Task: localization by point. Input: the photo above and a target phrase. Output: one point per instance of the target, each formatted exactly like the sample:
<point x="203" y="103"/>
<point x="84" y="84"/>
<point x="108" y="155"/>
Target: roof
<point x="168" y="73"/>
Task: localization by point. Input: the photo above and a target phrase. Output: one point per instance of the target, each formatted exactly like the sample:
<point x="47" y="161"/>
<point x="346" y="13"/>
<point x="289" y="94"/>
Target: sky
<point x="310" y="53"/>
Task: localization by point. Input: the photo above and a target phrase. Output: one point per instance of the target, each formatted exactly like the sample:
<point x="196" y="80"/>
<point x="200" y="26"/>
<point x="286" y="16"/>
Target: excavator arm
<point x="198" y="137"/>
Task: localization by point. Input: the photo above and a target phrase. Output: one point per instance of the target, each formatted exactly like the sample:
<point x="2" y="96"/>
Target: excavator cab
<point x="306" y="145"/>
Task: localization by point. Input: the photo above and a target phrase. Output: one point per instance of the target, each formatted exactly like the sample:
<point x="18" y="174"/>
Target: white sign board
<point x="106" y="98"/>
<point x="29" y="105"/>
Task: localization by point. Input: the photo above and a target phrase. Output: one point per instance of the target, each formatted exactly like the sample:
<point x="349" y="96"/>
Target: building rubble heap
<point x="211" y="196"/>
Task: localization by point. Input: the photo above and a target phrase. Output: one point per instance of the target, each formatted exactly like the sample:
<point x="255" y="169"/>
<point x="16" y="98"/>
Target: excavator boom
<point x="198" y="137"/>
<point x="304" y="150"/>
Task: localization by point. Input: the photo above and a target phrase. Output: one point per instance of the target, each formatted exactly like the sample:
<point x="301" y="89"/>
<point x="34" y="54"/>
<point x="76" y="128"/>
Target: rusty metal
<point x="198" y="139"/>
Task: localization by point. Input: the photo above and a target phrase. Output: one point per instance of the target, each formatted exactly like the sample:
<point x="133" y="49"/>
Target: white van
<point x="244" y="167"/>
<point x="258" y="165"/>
☆ ☆ ☆ ☆ ☆
§ Exercise brief
Reproduce the material in full, with no word added or dropped.

§ Exercise answer
Task: localization by point. Input: the photo above and a target phrase. Output: one point per instance of the target, each formatted exactly like the sample:
<point x="203" y="103"/>
<point x="84" y="84"/>
<point x="108" y="155"/>
Target: roof
<point x="168" y="73"/>
Task: localization by point. Input: the photo above and a target phrase. Output: one point per instance of the target, each formatted exactly like the sample:
<point x="47" y="161"/>
<point x="346" y="13"/>
<point x="289" y="94"/>
Target: sky
<point x="310" y="53"/>
Task: localization by point. Input: the photo above and a target phrase. Output: one point per instance of the target, each formatted exactly like the sample:
<point x="196" y="80"/>
<point x="200" y="26"/>
<point x="286" y="16"/>
Target: excavator arm
<point x="198" y="137"/>
Task: localization by point. Input: the photo above and a target phrase. Output: one point per instance of the target, each formatted exactly like the sample:
<point x="2" y="96"/>
Target: excavator cab
<point x="306" y="145"/>
Task: localization by point. Input: the photo above and a target phrase. Output: one point per instance of the target, each formatted exactly like the sample:
<point x="18" y="174"/>
Target: white sign board
<point x="106" y="98"/>
<point x="29" y="105"/>
Task: localization by point. Input: the photo above and a target phrase. Output: one point per instance of the target, each formatted exactly like the sample:
<point x="349" y="96"/>
Target: building rubble heap
<point x="211" y="196"/>
Task: localization by point. Input: the photo above and a target phrase. Output: one point per instance of the target, each formatted exactly like the sample:
<point x="255" y="169"/>
<point x="16" y="98"/>
Target: excavator boom
<point x="198" y="137"/>
<point x="304" y="150"/>
Task: localization by point. Input: the photo above and a target phrase. Output: one point per instance of the target, each formatted exactly like the sample:
<point x="301" y="89"/>
<point x="34" y="54"/>
<point x="76" y="128"/>
Target: rusty metal
<point x="198" y="139"/>
Task: localization by point. Input: the photo above and a target phrase. Output: one point per instance of the target, each formatted exactly like the sample:
<point x="133" y="49"/>
Target: white van
<point x="244" y="167"/>
<point x="258" y="165"/>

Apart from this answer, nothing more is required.